> **Stored dataset items**

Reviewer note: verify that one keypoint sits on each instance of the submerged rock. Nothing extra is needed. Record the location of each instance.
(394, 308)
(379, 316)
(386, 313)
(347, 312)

> **What you have to do**
Reproduce the records above in their entirety, unchanged.

> **Result for this exercise**
Reviewer note: verify that one keypoint sits on each instance of the submerged rock. Nothing extra is needed. Record the location of each instance.
(394, 308)
(379, 316)
(386, 313)
(347, 312)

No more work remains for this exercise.